- Your task -
Reproduce every record verbatim but drop the pictures.

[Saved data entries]

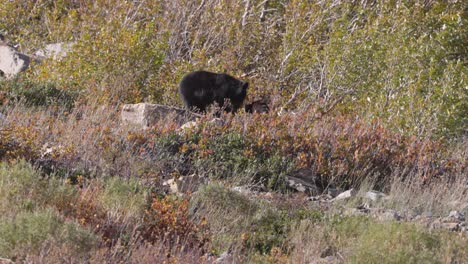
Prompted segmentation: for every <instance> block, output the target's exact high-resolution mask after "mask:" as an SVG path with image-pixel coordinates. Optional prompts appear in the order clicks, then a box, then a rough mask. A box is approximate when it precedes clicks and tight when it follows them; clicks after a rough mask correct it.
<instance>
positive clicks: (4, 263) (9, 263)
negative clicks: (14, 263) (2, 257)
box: [0, 257, 15, 264]
mask: <svg viewBox="0 0 468 264" xmlns="http://www.w3.org/2000/svg"><path fill="white" fill-rule="evenodd" d="M14 263H15V262H14V261H13V260H11V259H6V258H1V257H0V264H14Z"/></svg>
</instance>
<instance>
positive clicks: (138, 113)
mask: <svg viewBox="0 0 468 264" xmlns="http://www.w3.org/2000/svg"><path fill="white" fill-rule="evenodd" d="M197 117H200V115H198V114H195V113H192V112H190V111H187V110H185V109H181V108H176V107H171V106H166V105H158V104H147V103H139V104H126V105H124V106H123V108H122V113H121V119H122V124H124V125H131V126H135V127H139V128H142V129H146V128H149V127H152V126H154V125H155V124H156V123H157V122H158V121H160V120H169V119H170V120H171V121H173V122H176V123H177V124H178V125H179V126H181V125H183V124H185V123H186V122H188V121H193V120H195V119H196V118H197Z"/></svg>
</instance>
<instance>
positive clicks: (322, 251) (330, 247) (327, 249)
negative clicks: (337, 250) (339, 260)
mask: <svg viewBox="0 0 468 264" xmlns="http://www.w3.org/2000/svg"><path fill="white" fill-rule="evenodd" d="M335 255H336V248H334V247H327V248H325V249H324V250H322V252H320V257H321V258H326V257H329V256H335Z"/></svg>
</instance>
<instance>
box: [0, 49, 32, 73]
mask: <svg viewBox="0 0 468 264" xmlns="http://www.w3.org/2000/svg"><path fill="white" fill-rule="evenodd" d="M30 62H31V59H30V58H29V57H28V56H27V55H24V54H22V53H19V52H17V51H16V50H15V49H14V48H13V47H10V46H8V45H5V44H1V43H0V71H1V72H2V75H4V77H5V78H7V79H9V78H11V77H13V76H15V75H17V74H18V73H20V72H22V71H24V70H26V69H27V68H28V66H29V63H30Z"/></svg>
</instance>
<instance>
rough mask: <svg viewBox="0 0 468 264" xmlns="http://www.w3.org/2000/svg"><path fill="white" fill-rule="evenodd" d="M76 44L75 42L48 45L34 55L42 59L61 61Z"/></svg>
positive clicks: (47, 44)
mask: <svg viewBox="0 0 468 264" xmlns="http://www.w3.org/2000/svg"><path fill="white" fill-rule="evenodd" d="M74 44H75V43H74V42H59V43H51V44H47V45H45V47H44V48H42V49H40V50H38V51H36V53H34V55H36V56H37V57H38V58H40V59H45V58H51V59H54V60H57V59H61V58H63V57H65V56H66V55H67V53H68V52H69V51H70V50H71V49H72V47H73V45H74Z"/></svg>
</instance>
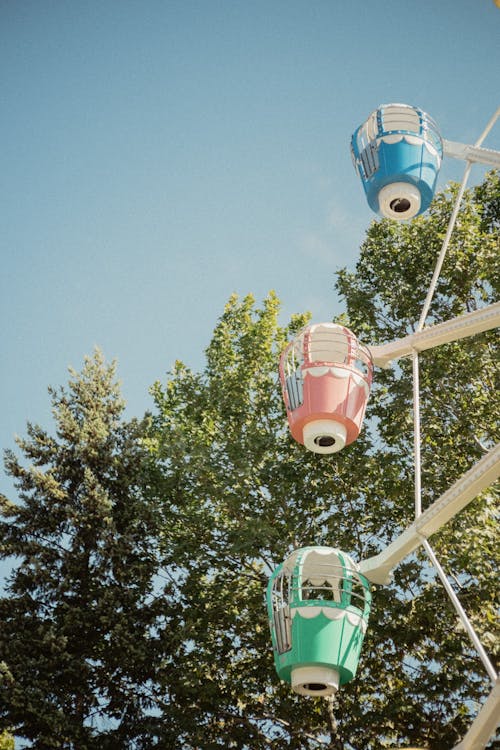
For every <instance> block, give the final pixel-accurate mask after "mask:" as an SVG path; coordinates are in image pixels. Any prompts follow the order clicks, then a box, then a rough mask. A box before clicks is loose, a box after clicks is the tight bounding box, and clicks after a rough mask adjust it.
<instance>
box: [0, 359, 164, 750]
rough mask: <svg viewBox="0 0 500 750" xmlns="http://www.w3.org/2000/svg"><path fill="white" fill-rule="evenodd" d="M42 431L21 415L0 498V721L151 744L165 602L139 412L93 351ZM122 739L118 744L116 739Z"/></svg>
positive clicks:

- Solution to the problem -
Prompted segmentation: for every <instance> block, output the target's exact high-resolution mask after "mask:" as an SVG path with image-pixel coordinates. Optional prompts appear in the order clicks, then a box, then a rough mask. A box is approximate when it precedes clicks and tight when it follows them; clicks after a rough mask correct it.
<instance>
positive clicks: (4, 263) (9, 263)
negative clicks: (14, 263) (2, 257)
box: [0, 257, 15, 264]
mask: <svg viewBox="0 0 468 264" xmlns="http://www.w3.org/2000/svg"><path fill="white" fill-rule="evenodd" d="M14 263H15V262H14V261H13V260H11V259H6V258H1V257H0V264H14Z"/></svg>
</instance>
<instance>
positive clicks: (138, 113)
mask: <svg viewBox="0 0 468 264" xmlns="http://www.w3.org/2000/svg"><path fill="white" fill-rule="evenodd" d="M197 117H200V115H198V114H195V113H192V112H190V111H187V110H185V109H181V108H176V107H171V106H166V105H158V104H147V103H139V104H126V105H124V106H123V108H122V113H121V119H122V124H124V125H131V126H135V127H139V128H142V129H146V128H149V127H152V126H154V125H155V124H156V123H157V122H158V121H160V120H169V119H170V120H171V121H173V122H176V123H177V124H178V125H179V126H181V125H183V124H185V123H186V122H188V121H193V120H195V119H196V118H197Z"/></svg>
</instance>
<instance>
positive clicks: (322, 251) (330, 247) (327, 249)
negative clicks: (337, 250) (339, 260)
mask: <svg viewBox="0 0 468 264" xmlns="http://www.w3.org/2000/svg"><path fill="white" fill-rule="evenodd" d="M335 255H336V248H334V247H327V248H325V249H324V250H322V252H320V257H321V258H326V257H329V256H335Z"/></svg>
</instance>
<instance>
box: [0, 49, 32, 73]
mask: <svg viewBox="0 0 468 264" xmlns="http://www.w3.org/2000/svg"><path fill="white" fill-rule="evenodd" d="M30 62H31V59H30V58H29V57H28V56H27V55H24V54H22V53H19V52H17V51H16V50H15V49H14V48H13V47H10V46H8V45H5V44H1V43H0V71H1V72H2V75H4V77H5V78H7V79H9V78H11V77H13V76H15V75H17V74H18V73H20V72H22V71H24V70H26V69H27V68H28V66H29V63H30Z"/></svg>
</instance>
<instance>
rough mask: <svg viewBox="0 0 468 264" xmlns="http://www.w3.org/2000/svg"><path fill="white" fill-rule="evenodd" d="M76 44L75 42L48 45L34 55L42 59L61 61Z"/></svg>
positive clicks: (47, 44)
mask: <svg viewBox="0 0 468 264" xmlns="http://www.w3.org/2000/svg"><path fill="white" fill-rule="evenodd" d="M74 44H75V43H74V42H59V43H51V44H47V45H45V47H44V48H42V49H40V50H38V51H36V53H34V55H36V56H37V57H38V58H40V59H45V58H51V59H54V60H57V59H61V58H63V57H65V56H66V55H67V53H68V52H69V51H70V50H71V49H72V47H73V45H74Z"/></svg>
</instance>
For every <instance> block, give the final pixel-accurate mask after "mask:" as an SVG path; coordinates are in image pixels. Any prompts follow the order clicks, then a box, then a rough mask. A box before clicks is loose, a box after clicks is the tight bounding box, and clicks after a rough mask adjust it.
<instance>
box: [0, 359, 164, 750]
rough mask: <svg viewBox="0 0 500 750" xmlns="http://www.w3.org/2000/svg"><path fill="white" fill-rule="evenodd" d="M42 431L21 415L0 498V721L151 744L165 602L139 412L93 351ZM122 739L118 744L116 739Z"/></svg>
positive clicks:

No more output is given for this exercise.